• **Text**
────────

Feb 24, 2017, 6:30:23 PM2/24/17

to

On 24.02.2017 23:59, Öö Tiib wrote:
> Most programs written nowadays are multi-threaded and so CoW
> is not too good idea most of the time.

Uhm, thread safety is an orthogonal issue. Adding illusory thread safety
to a string class is going to cost, no matter the internal implementation.

I write “illusory” because if one shares a mutable string object between
threads, it would be impractical to lock down the object any time its
`operator[]` returns a reference that possibly could be stored by the
thread and used to modify the string at arbitrary times.

The standard library's approach of most classes being thread-agnostic is
fine, I think. It's the responsibility of the code that uses those
classes, to ensure thread safe operation. E.g. by simply not sharing
mutable objects between threads.

Cheers!,

- Alf (opinionated, for the occasion)

Öö Tiib

unread,

Feb 24, 2017, 7:01:35 PM2/24/17

to

On Saturday, 25 February 2017 01:30:23 UTC+2, Alf P. Steinbach wrote:
> On 24.02.2017 23:59, Öö Tiib wrote:
> > Most programs written nowadays are multi-threaded and so CoW
> > is not too good idea most of the time.
>
> Uhm, thread safety is an orthogonal issue. Adding illusory thread safety
> to a string class is going to cost, no matter the internal implementation.
>
> I write “illusory” because if one shares a mutable string object between
> threads, it would be impractical to lock down the object any time its
> `operator[]` returns a reference that possibly could be stored by the
> thread and used to modify the string at arbitrary times.

Thread safety is not orthogonal when we assume that particular data can
be accessed only by one thread. That is "embarrassingly parallel".
For example if a task needs string then it is copied into input data of
task and then the task can be given to other thread to solve.
However if copy was lazy (with CoW) then we now either have race conditions
of naive CoW or inefficiency of non-naive CoW.

> The standard library's approach of most classes being thread-agnostic is
> fine, I think. It's the responsibility of the code that uses those
> classes, to ensure thread safe operation. E.g. by simply not sharing
> mutable objects between threads.

We can't if the CoW is done behind scenes. Then that means locks at
wrong level of granularity inside of string AND locks outside as well
if we really plan to use same string from multiple threads concurrently.

Alf P. Steinbach

unread,

Feb 24, 2017, 7:40:16 PM2/24/17

to

On 25.02.2017 01:01, Öö Tiib wrote:
> On Saturday, 25 February 2017 01:30:23 UTC+2, Alf P. Steinbach wrote:
>> On 24.02.2017 23:59, Öö Tiib wrote:
>>> Most programs written nowadays are multi-threaded and so CoW
>>> is not too good idea most of the time.
>>
>> Uhm, thread safety is an orthogonal issue. Adding illusory thread safety
>> to a string class is going to cost, no matter the internal implementation.
>>
>> I write “illusory” because if one shares a mutable string object between
>> threads, it would be impractical to lock down the object any time its
>> `operator[]` returns a reference that possibly could be stored by the
>> thread and used to modify the string at arbitrary times.

────────

• **Dataset section**
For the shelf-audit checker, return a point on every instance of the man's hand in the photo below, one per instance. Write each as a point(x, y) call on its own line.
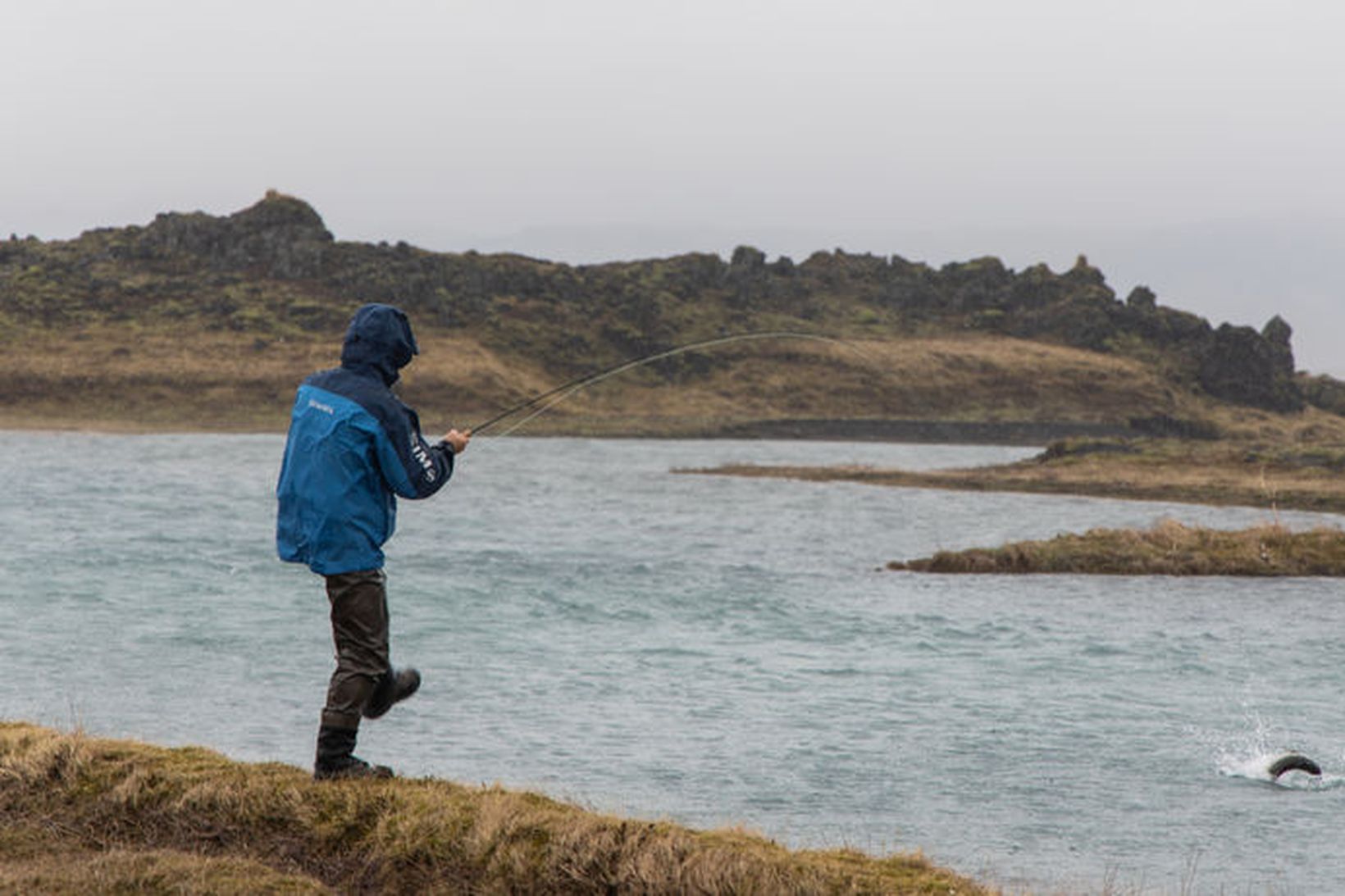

────────

• **To do**
[a] In the forum thread on copy-on-write strings, do these statements agree with the text? Answer yes or no for each, and quote the words that decide it.
(i) Alf calls thread safety an orthogonal issue.
(ii) Alf considers the standard library's thread-agnostic approach a poor choice.
(iii) Öö Tiib says that hidden copy-on-write means locks are needed only outside the string.
[b] Translate this sentence from the forum thread on copy-on-write strings into Spanish: "Thread safety is not orthogonal when we assume that particular data can be accessed only by one thread."
[c] Write the next part of the forum thread on copy-on-write strings, starting right after its last line.

• **Answers to the exercises**
[a]
(i) Yes: "Uhm, thread safety is an orthogonal issue."
(ii) No: "The standard library's approach of most classes being thread-agnostic is fine, I think."
(iii) No: "Then that means locks at wrong level of granularity inside of string AND locks outside as well"

[b] La seguridad entre hilos no es ortogonal cuando asumimos que a ciertos datos solo puede acceder un hilo.

[c]
>
> Thread safety is not orthogonal when we assume that particular data can
> be accessed only by one thread. That is "embarrassingly parallel".
> For example if a task needs string then it is copied into input data of
> task and then the task can be given to other thread to solve.
> However if copy was lazy (with CoW) then we now either have race conditions
> of naive CoW or inefficiency of non-naive CoW.

To be clear, the situation you envision is that in thread B there is

const Cow_string sb = ...

initialized as a copy of tread A's

Cow_string sa = ...

Then when thread A modifies its `sa` it will have to stop the shared
buffer ownership, which modifies some reference counter or whatever
that's shared with `sb`, and might be concurrently accessed by B.

But this is only problem with an incorrect COW implementation, because
the cost of ensuring atomicity of the reference counting is miniscule,
completely insignificant, compared to the cost of copying the data,
which is the other part of that un-sharing-of-buffer operation.

>> The standard library's approach of most classes being thread-agnostic is
>> fine, I think. It's the responsibility of the code that uses those
>> classes, to ensure thread safe operation. E.g. by simply not sharing
>> mutable objects between threads.
>
> We can't if the CoW is done behind scenes. Then that means locks at
> wrong level of granularity inside of string AND locks outside as well
> if we really plan to use same string from multiple threads concurrently.

I think we can.

Yes it involves atomic operations or locking for the reference counting.
That's IMHO at the right level. It doesn't make the class generally
thread safe, which I see as an impractical goal (and on the way to
discovering how impractical, introducing awesome inefficiency), but it
makes it just thread safe enough to allow simple logical copying over to
another thread, without having to explicitly clone the object or check
its reference count – which is of course another option, to just be
completely explicit instead of relying on implicit, but then in a very
non-ideal way “leaking implementation details”.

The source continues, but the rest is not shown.